> _Input for this task_
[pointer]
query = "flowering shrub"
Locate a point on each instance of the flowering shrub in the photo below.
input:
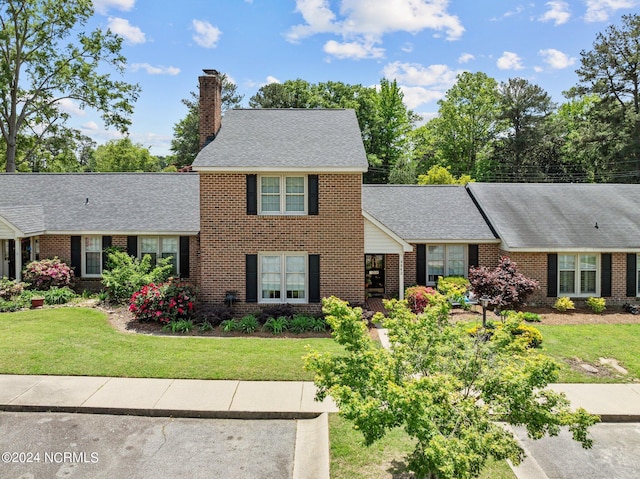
(419, 297)
(165, 303)
(46, 273)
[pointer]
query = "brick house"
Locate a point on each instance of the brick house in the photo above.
(276, 212)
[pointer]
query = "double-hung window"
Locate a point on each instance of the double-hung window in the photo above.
(283, 277)
(578, 274)
(282, 195)
(160, 247)
(445, 260)
(92, 255)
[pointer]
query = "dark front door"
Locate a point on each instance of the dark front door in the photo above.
(374, 274)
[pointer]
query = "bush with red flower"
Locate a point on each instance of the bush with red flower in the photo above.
(419, 297)
(47, 273)
(165, 303)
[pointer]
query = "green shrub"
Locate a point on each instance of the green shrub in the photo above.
(10, 288)
(230, 325)
(564, 304)
(47, 273)
(128, 275)
(597, 304)
(249, 324)
(57, 295)
(531, 317)
(276, 325)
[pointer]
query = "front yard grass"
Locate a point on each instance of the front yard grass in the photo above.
(588, 343)
(79, 341)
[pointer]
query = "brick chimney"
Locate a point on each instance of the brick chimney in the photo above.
(210, 106)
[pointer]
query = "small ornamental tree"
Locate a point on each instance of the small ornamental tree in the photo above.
(46, 273)
(447, 389)
(505, 287)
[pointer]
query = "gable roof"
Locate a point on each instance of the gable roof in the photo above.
(129, 203)
(562, 217)
(263, 140)
(427, 214)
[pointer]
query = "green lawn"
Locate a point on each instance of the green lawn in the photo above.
(592, 341)
(79, 341)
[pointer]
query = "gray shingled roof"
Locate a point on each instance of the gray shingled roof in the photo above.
(117, 202)
(551, 217)
(431, 213)
(268, 139)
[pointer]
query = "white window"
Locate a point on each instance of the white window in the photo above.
(283, 277)
(578, 274)
(160, 247)
(445, 260)
(92, 255)
(282, 195)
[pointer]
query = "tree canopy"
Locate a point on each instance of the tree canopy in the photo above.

> _Instructions to follow_
Write out the entries above verbatim; the pictures do not belong in your copy.

> _Solution to this problem_
[pointer]
query = "flowering shrub"
Locate a point on each instance of the flowering shrub in the photo below.
input:
(419, 297)
(165, 303)
(46, 273)
[pointer]
query = "brick house"
Locate a point on each instance of the brick house in the photo above.
(276, 212)
[pointer]
query = "double-hung window"
Locate a point on each instance of the double-hung window in the photo above.
(283, 277)
(578, 274)
(282, 195)
(160, 247)
(445, 260)
(92, 255)
[pointer]
query = "dark front door"
Locate a point on each instance of the dark front door in the photo above.
(374, 274)
[pointer]
query = "bush with red flower"
Locate a point on each instance of the bush with red flower in the photo above.
(419, 297)
(47, 273)
(165, 303)
[pointer]
query = "green shrub"
Locate a point on each instance of the green shrub in the photo above.
(10, 288)
(230, 325)
(564, 304)
(47, 273)
(128, 275)
(597, 304)
(249, 324)
(57, 295)
(531, 317)
(276, 325)
[pointer]
query = "front yard grass"
Locate a point on each instance of the front yard grass in the photo above.
(588, 343)
(79, 341)
[pointer]
query = "brick chimney"
Locate a point on each instance of the brick chimney in the photo above.
(210, 106)
[pointer]
query = "small ornamental tree"
Locate a point on each instance of the small ornamental tree in the photo above.
(46, 273)
(447, 389)
(505, 287)
[pointer]
query = "gable roof"
Locate a point on each instance of the gable roof in the photo above.
(129, 203)
(562, 217)
(263, 140)
(427, 214)
[pointer]
query = "green lawn"
Locate a point on each instance of the green lawn in the photo above.
(592, 341)
(79, 341)
[pointer]
query = "gray shingled roof"
Locate a point on each instance of the gray shingled roof in the photo above.
(117, 202)
(551, 217)
(431, 213)
(268, 139)
[pointer]
query = "white window"
Locate a point on each instance of the white window in the photo above.
(283, 277)
(578, 274)
(160, 247)
(445, 260)
(92, 255)
(282, 195)
[pointer]
query = "tree canopy"
Locate a point on each instance of the tree canopy in the photo above.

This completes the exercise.